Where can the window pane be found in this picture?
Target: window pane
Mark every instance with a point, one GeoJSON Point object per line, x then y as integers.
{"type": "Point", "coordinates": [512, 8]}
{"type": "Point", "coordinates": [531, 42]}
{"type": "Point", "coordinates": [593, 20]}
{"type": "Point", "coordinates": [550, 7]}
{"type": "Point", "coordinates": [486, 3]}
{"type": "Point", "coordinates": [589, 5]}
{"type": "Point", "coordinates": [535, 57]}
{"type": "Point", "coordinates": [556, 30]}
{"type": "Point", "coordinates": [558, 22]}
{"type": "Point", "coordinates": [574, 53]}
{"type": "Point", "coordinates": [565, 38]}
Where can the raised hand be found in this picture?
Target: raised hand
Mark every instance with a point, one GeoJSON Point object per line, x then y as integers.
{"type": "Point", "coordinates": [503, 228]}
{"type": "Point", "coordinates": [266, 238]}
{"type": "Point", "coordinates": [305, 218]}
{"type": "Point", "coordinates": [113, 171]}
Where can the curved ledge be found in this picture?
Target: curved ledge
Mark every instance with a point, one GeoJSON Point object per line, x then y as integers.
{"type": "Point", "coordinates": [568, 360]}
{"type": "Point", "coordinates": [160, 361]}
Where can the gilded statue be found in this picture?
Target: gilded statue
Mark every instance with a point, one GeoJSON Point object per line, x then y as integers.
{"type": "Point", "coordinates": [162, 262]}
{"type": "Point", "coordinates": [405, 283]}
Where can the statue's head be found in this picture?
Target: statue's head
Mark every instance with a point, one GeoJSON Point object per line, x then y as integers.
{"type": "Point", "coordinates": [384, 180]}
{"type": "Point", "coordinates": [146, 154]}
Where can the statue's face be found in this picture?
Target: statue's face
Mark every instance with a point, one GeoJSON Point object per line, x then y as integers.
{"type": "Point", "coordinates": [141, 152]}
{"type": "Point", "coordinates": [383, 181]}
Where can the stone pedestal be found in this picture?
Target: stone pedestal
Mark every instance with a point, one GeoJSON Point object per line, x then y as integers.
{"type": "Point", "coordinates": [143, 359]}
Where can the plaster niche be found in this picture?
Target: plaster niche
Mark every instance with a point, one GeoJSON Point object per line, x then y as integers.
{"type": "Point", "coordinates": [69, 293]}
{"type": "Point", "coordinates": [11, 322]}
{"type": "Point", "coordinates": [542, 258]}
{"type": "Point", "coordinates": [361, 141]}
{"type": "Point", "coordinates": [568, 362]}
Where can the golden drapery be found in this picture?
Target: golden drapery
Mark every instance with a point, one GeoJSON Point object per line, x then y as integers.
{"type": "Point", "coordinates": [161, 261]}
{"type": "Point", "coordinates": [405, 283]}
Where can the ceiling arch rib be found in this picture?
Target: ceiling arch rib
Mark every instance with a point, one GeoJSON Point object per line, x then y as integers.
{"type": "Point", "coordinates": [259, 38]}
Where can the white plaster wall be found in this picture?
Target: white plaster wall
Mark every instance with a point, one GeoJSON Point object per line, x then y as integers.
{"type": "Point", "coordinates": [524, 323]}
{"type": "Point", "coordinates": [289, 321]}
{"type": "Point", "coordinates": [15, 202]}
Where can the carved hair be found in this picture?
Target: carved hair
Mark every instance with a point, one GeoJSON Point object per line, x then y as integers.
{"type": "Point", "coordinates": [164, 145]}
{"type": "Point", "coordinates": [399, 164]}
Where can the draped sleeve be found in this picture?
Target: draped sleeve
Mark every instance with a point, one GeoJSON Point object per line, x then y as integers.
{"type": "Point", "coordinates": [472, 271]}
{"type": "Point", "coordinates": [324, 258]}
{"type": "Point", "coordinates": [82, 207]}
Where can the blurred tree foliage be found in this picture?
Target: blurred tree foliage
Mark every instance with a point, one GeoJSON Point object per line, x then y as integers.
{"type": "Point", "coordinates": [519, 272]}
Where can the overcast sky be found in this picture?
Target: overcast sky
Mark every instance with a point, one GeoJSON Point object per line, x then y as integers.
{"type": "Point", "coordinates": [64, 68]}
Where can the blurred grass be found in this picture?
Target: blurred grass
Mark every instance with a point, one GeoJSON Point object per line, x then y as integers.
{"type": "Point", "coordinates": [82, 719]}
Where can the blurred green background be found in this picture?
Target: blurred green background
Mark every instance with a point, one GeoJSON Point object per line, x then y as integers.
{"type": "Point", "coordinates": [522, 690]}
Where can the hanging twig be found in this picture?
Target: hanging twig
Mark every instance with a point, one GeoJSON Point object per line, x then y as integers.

---+---

Update the listing above, changing every "picture" to "image" and leaving everything else the same.

• [EXPECTED ANSWER]:
Where can the window pane be found in this image?
Target: window pane
Mark every instance with a point, one GeoJSON Point object per line, x then y as integers.
{"type": "Point", "coordinates": [512, 8]}
{"type": "Point", "coordinates": [531, 42]}
{"type": "Point", "coordinates": [593, 20]}
{"type": "Point", "coordinates": [550, 7]}
{"type": "Point", "coordinates": [486, 3]}
{"type": "Point", "coordinates": [589, 5]}
{"type": "Point", "coordinates": [535, 57]}
{"type": "Point", "coordinates": [556, 30]}
{"type": "Point", "coordinates": [558, 22]}
{"type": "Point", "coordinates": [574, 53]}
{"type": "Point", "coordinates": [565, 38]}
Where can the raised hand be found in this image?
Target: raised hand
Mark every instance with a point, one GeoJSON Point object per line, x then y as integers.
{"type": "Point", "coordinates": [503, 228]}
{"type": "Point", "coordinates": [266, 238]}
{"type": "Point", "coordinates": [305, 218]}
{"type": "Point", "coordinates": [113, 171]}
Where can the curved ledge be found in this image?
Target: curved ledge
Mark every instance with a point, one GeoJSON Point object per line, x then y as integers.
{"type": "Point", "coordinates": [568, 360]}
{"type": "Point", "coordinates": [160, 361]}
Where can the gilded statue be found in this image?
Target: gilded statue
Mark every instance with a point, one GeoJSON Point object per line, x then y as integers.
{"type": "Point", "coordinates": [162, 262]}
{"type": "Point", "coordinates": [405, 283]}
Where can the statue's head be found in this image?
Target: statue's head
Mark every instance with a point, one GeoJSON Point object per line, x then y as integers.
{"type": "Point", "coordinates": [384, 180]}
{"type": "Point", "coordinates": [146, 154]}
Where can the statue's face be found in this image?
Target: statue's face
Mark every instance with a point, one GeoJSON Point object per line, x then y as integers.
{"type": "Point", "coordinates": [141, 152]}
{"type": "Point", "coordinates": [383, 181]}
Where can the stone pedestal be found in this image?
Target: stone pedestal
Mark every instance with a point, one GeoJSON Point object per line, x then y as integers.
{"type": "Point", "coordinates": [143, 359]}
Where can the plaster niche be found in this image?
Target: plaster niche
Mark every instance with a point, one GeoJSON Point object per line, x then y as integers.
{"type": "Point", "coordinates": [69, 293]}
{"type": "Point", "coordinates": [11, 322]}
{"type": "Point", "coordinates": [542, 258]}
{"type": "Point", "coordinates": [361, 141]}
{"type": "Point", "coordinates": [568, 362]}
Where can the golden drapery be found in this image?
Target: golden drapery
Mark every instance with a point, one GeoJSON Point object per line, x then y as integers.
{"type": "Point", "coordinates": [161, 261]}
{"type": "Point", "coordinates": [405, 283]}
Where can the ceiling arch rib be found in this image?
Target: ceiling arch rib
Mark every instance with a point, one GeoJSON Point object per line, x then y as integers.
{"type": "Point", "coordinates": [259, 38]}
Where can the white plaster wall be found in this image?
Target: white plaster wall
Mark every instance with a point, one GeoJSON Point object per line, x then y as integers.
{"type": "Point", "coordinates": [524, 323]}
{"type": "Point", "coordinates": [289, 321]}
{"type": "Point", "coordinates": [15, 202]}
Where can the carved hair be found in this image?
Target: carved hair
Mark every instance with a point, one GeoJSON Point object per line, x then y as integers.
{"type": "Point", "coordinates": [164, 145]}
{"type": "Point", "coordinates": [399, 164]}
Where can the draped sleeve be found in this image?
Target: draped sleeve
Mark every instance with a point, one GeoJSON Point object per line, x then y as integers.
{"type": "Point", "coordinates": [472, 271]}
{"type": "Point", "coordinates": [324, 258]}
{"type": "Point", "coordinates": [82, 207]}
Where can the blurred tree foliage be found in this image?
Target: blurred tree foliage
Mark every instance with a point, one GeoJSON Point object per line, x then y as integers.
{"type": "Point", "coordinates": [519, 272]}
Where can the overcast sky be found in this image?
Target: overcast sky
Mark every instance with a point, one GeoJSON Point object per line, x then y as integers.
{"type": "Point", "coordinates": [64, 68]}
Where can the blurred grass be found in this image?
Target: blurred grass
Mark every instance with a point, one GeoJSON Point object per line, x then y as integers.
{"type": "Point", "coordinates": [82, 719]}
Where can the blurred green background be found in this image?
Target: blurred green background
Mark every instance with a point, one GeoJSON Point object per line, x then y as integers.
{"type": "Point", "coordinates": [522, 690]}
Where can the hanging twig be found in this image?
Target: hanging twig
Mark every instance with a point, one GeoJSON Point object per line, x then y as integers.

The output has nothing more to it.